Data entries
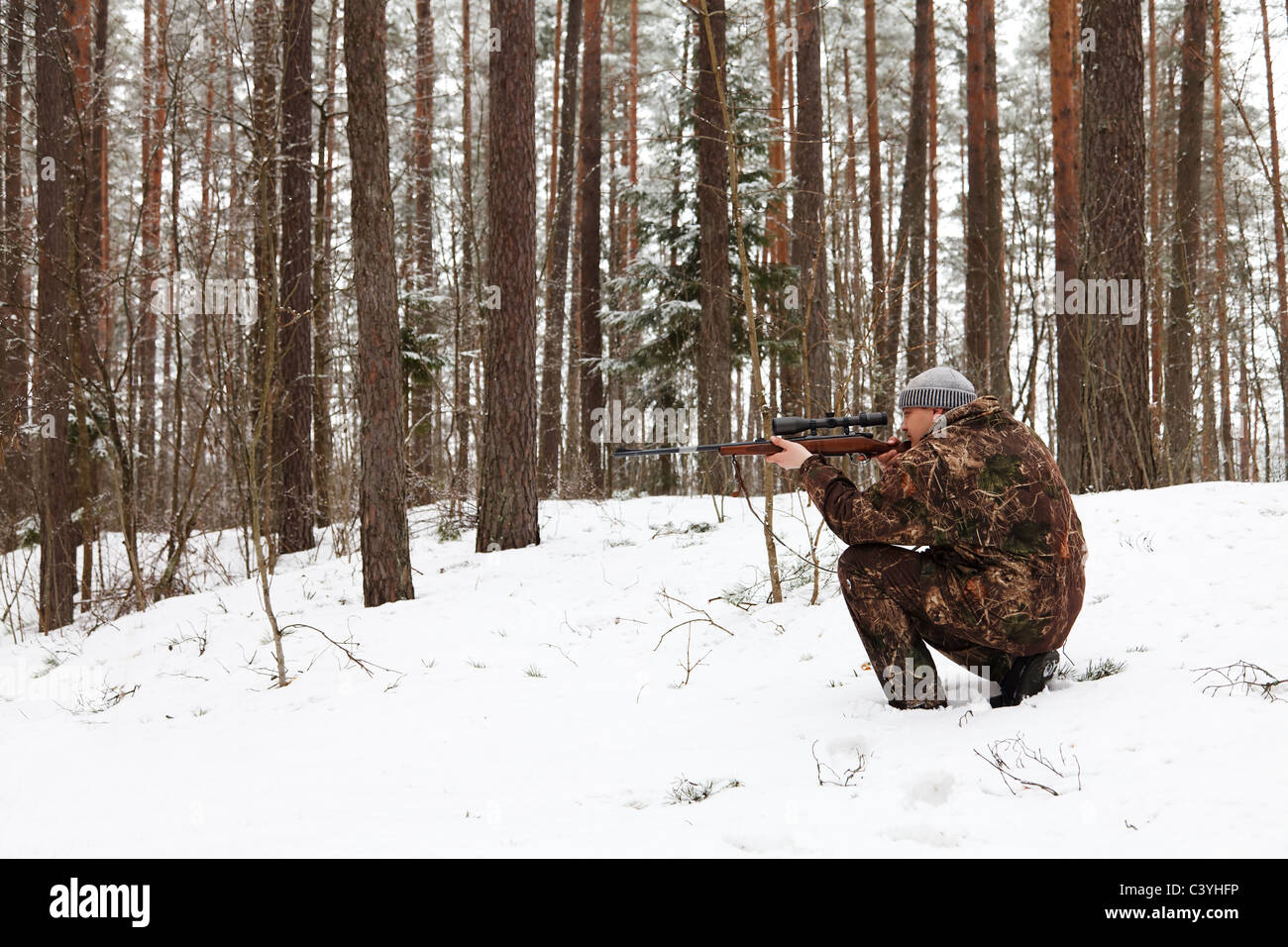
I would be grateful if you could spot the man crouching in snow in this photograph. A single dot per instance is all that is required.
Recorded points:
(1001, 579)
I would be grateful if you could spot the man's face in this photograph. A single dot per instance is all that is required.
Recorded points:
(918, 420)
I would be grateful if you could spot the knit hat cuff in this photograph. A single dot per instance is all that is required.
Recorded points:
(945, 398)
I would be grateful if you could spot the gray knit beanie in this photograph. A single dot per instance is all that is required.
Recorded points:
(939, 386)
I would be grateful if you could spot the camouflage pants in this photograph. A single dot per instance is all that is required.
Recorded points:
(892, 592)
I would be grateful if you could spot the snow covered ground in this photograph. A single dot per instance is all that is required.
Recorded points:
(532, 702)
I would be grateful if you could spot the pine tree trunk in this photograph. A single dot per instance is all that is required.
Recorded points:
(150, 236)
(265, 146)
(932, 211)
(507, 479)
(809, 249)
(1112, 191)
(715, 360)
(296, 317)
(382, 508)
(1070, 338)
(1278, 192)
(999, 313)
(53, 369)
(13, 317)
(883, 389)
(975, 356)
(913, 200)
(552, 352)
(1179, 369)
(591, 335)
(468, 311)
(323, 227)
(1219, 240)
(421, 317)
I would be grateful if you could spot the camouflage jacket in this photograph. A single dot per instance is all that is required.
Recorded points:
(984, 493)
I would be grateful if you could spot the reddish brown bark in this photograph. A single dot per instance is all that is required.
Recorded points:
(507, 479)
(552, 352)
(591, 384)
(1179, 369)
(385, 553)
(1064, 155)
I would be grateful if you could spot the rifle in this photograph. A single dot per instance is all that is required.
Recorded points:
(827, 445)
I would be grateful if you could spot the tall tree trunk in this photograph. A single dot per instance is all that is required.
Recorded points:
(884, 380)
(1219, 240)
(265, 146)
(1179, 371)
(296, 316)
(468, 312)
(552, 357)
(54, 346)
(776, 210)
(999, 313)
(1070, 338)
(591, 335)
(1113, 247)
(977, 363)
(423, 320)
(715, 359)
(932, 209)
(150, 234)
(507, 480)
(13, 317)
(912, 210)
(323, 227)
(1155, 256)
(1278, 192)
(382, 508)
(809, 214)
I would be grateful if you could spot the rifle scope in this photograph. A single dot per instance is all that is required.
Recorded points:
(785, 427)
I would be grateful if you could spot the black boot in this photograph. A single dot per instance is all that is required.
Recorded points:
(1026, 677)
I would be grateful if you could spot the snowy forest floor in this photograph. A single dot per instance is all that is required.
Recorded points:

> [TASK]
Output the entries above exactly. Do not include the pictures.

> [RESPONSE TO THIS TASK]
I would be grateful if you could spot the man crouching in snow in this photograph. A single dot per instance is all that is required.
Recorded points:
(1001, 579)
I would be grateful if you could spot the man's face in this photograph. A single dot per instance is all that is required.
Recorded points:
(918, 420)
I would be grateful if you could spot the knit hat cuff in this photograph. A single dot per instance is all that is required.
Recorded points:
(945, 398)
I would be grateful if you could spot the gray knit beanie in this photograph. A single dot per instance is all that is required.
Recorded points:
(939, 386)
I would be grateful if you could spot the camouflage pants in this photograph. A single dot per instance is all that is required.
Recorded points:
(892, 592)
I would be grateful if you could spot the snow covered ground in this photograph. A single dot per instance is all that is required.
Recorded points:
(532, 702)
I would be grateful if you could spot the pine tree trunk in this photograph. A single dot per instance is all that is required.
Recorded points:
(150, 236)
(265, 146)
(932, 211)
(507, 479)
(809, 249)
(1112, 191)
(715, 360)
(296, 317)
(382, 508)
(1070, 338)
(1278, 192)
(999, 313)
(53, 369)
(13, 317)
(883, 389)
(975, 356)
(913, 200)
(552, 352)
(1179, 369)
(591, 335)
(468, 311)
(323, 227)
(1219, 240)
(421, 317)
I would be grateful if you could spot the camouflage jacket in this photograph. A single dot per instance is all that is required.
Recorded points:
(984, 493)
I would be grateful if you could spot the reddish brown bark in this photograph. A single dot per instance is all that is required.
Recorded points:
(507, 479)
(552, 352)
(591, 384)
(1179, 369)
(385, 553)
(1064, 155)
I would be grateful if you could spot the rifle in this photograph. A single dot per instance is all that is required.
Recorded points:
(827, 445)
I would be grateful if you could spot the tall tree trunk in this photograph. A single dot per instance is all that is required.
Recorded points:
(884, 380)
(1219, 240)
(265, 146)
(1179, 371)
(296, 316)
(468, 312)
(552, 357)
(54, 346)
(776, 210)
(999, 313)
(1070, 338)
(591, 335)
(1113, 247)
(977, 363)
(423, 320)
(715, 359)
(932, 209)
(150, 234)
(507, 480)
(13, 317)
(912, 210)
(323, 227)
(1155, 256)
(1278, 192)
(382, 508)
(809, 214)
I would be grateful if you could spot the rifle scope in this photograph. A single dot per instance is all that is required.
Recorded points:
(785, 427)
I would be grateful if you could spot the black boot in this photograph. A single dot per instance is all that is required.
Recorded points:
(1026, 677)
I would be grateful if you could spot the snowy forest floor in this photograph. A single dot per instance is all that is required.
Recorded points:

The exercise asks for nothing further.